WHAT TO WORK ON: Print verbatim the lines of the entries from the one containing "the air vent" to the last, inclusive, and no others.

######

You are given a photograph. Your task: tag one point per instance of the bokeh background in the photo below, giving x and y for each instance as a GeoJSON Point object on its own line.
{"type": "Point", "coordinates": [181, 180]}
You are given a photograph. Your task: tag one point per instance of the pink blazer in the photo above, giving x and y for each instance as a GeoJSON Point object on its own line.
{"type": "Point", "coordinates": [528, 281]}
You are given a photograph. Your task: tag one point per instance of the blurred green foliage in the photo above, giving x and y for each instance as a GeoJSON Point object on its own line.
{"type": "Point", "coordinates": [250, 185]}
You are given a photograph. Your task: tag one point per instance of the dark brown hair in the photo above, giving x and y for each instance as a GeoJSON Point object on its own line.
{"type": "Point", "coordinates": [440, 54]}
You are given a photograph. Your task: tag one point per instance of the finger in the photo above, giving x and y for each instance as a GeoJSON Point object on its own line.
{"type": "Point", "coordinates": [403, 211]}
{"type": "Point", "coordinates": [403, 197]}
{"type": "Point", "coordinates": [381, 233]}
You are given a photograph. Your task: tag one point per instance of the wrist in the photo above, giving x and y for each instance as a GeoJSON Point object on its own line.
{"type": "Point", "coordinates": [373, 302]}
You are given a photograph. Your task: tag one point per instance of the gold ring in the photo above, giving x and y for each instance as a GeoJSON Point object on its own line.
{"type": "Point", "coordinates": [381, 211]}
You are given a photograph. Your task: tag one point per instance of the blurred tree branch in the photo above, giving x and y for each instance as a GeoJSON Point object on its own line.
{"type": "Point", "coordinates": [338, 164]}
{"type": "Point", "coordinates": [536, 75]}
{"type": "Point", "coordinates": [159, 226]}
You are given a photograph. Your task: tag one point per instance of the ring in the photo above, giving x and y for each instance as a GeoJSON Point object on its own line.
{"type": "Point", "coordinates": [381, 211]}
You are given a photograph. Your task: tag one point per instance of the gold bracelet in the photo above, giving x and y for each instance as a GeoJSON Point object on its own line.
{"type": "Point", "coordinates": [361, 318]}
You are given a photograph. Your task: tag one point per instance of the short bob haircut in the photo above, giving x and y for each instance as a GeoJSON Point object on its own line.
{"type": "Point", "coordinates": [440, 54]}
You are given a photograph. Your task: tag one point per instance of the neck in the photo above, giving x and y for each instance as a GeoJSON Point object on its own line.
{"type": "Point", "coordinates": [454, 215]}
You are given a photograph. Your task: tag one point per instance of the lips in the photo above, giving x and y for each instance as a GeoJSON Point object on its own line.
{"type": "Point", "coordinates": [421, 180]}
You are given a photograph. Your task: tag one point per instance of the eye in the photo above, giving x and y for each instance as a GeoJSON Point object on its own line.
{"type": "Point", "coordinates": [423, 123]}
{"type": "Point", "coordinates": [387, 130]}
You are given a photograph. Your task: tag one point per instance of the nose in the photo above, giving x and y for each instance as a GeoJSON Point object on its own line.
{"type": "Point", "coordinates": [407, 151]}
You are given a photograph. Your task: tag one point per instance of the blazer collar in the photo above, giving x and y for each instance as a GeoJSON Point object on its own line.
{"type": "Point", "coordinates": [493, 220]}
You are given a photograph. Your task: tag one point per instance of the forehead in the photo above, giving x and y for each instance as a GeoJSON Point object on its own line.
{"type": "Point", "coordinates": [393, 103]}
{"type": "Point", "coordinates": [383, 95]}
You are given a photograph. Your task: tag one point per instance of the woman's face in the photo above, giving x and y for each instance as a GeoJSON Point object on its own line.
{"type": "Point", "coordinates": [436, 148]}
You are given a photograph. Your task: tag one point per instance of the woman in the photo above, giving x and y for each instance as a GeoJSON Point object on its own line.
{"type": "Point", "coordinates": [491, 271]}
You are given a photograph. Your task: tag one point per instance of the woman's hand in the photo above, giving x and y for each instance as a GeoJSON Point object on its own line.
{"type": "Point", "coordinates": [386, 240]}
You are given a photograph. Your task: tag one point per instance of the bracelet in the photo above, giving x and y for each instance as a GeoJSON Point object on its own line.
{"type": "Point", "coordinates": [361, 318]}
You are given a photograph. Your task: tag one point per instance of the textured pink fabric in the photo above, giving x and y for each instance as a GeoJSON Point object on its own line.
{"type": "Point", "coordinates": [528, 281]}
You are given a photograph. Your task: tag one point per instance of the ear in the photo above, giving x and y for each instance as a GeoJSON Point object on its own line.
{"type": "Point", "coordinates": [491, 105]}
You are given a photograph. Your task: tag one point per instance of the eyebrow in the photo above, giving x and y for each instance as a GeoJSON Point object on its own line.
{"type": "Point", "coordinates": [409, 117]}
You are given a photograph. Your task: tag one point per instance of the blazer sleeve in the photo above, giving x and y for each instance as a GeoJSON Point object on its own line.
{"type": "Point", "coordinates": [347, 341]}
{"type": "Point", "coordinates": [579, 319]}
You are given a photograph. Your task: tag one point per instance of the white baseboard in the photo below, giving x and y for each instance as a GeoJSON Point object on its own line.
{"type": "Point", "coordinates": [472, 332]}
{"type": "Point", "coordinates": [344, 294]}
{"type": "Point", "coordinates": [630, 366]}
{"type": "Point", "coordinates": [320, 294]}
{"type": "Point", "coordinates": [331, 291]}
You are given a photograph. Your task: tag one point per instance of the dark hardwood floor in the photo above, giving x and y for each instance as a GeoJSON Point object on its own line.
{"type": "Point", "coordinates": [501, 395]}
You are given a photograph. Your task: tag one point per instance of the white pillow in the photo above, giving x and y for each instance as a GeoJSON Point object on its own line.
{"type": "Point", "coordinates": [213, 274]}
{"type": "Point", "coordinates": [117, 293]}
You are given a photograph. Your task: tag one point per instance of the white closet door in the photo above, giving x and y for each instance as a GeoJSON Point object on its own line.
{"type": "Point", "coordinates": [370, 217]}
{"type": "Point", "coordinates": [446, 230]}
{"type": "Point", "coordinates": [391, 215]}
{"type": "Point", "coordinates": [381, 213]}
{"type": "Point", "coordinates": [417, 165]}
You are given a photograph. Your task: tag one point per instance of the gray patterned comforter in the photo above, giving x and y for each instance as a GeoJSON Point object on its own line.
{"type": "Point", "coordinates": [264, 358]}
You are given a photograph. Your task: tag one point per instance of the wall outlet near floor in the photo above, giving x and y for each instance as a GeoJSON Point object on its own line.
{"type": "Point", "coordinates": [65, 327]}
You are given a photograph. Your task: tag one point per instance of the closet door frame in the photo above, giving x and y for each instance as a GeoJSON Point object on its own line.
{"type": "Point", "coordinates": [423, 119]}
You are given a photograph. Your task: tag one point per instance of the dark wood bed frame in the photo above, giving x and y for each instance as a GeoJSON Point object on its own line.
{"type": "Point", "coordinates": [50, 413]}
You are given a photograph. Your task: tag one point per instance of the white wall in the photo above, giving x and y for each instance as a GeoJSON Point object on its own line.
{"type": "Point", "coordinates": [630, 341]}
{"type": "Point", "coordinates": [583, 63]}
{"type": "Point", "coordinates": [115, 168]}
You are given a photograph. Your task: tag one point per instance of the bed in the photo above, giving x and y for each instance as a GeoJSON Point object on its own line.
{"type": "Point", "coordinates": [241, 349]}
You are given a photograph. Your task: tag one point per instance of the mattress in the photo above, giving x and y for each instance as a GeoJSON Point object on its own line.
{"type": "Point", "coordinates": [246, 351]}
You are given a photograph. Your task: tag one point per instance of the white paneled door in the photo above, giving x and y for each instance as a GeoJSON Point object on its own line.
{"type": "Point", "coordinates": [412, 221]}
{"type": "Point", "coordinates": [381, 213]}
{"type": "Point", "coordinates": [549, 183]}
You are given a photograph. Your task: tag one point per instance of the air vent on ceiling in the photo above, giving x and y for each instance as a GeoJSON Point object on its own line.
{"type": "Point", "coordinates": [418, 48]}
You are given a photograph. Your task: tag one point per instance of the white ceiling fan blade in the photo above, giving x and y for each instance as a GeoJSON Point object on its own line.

######

RESULT OF THE EXERCISE:
You are given a photograph. Your task: tag one point per instance of the air vent on ceiling in the photo above, giving x and y for each instance as a GeoJSON Point object on its own line.
{"type": "Point", "coordinates": [418, 48]}
You are given a photograph. Your task: tag one point per instance of the white ceiling fan blade in the photo above, giving x and y for each instance as a GeoJSON Point object on its own line.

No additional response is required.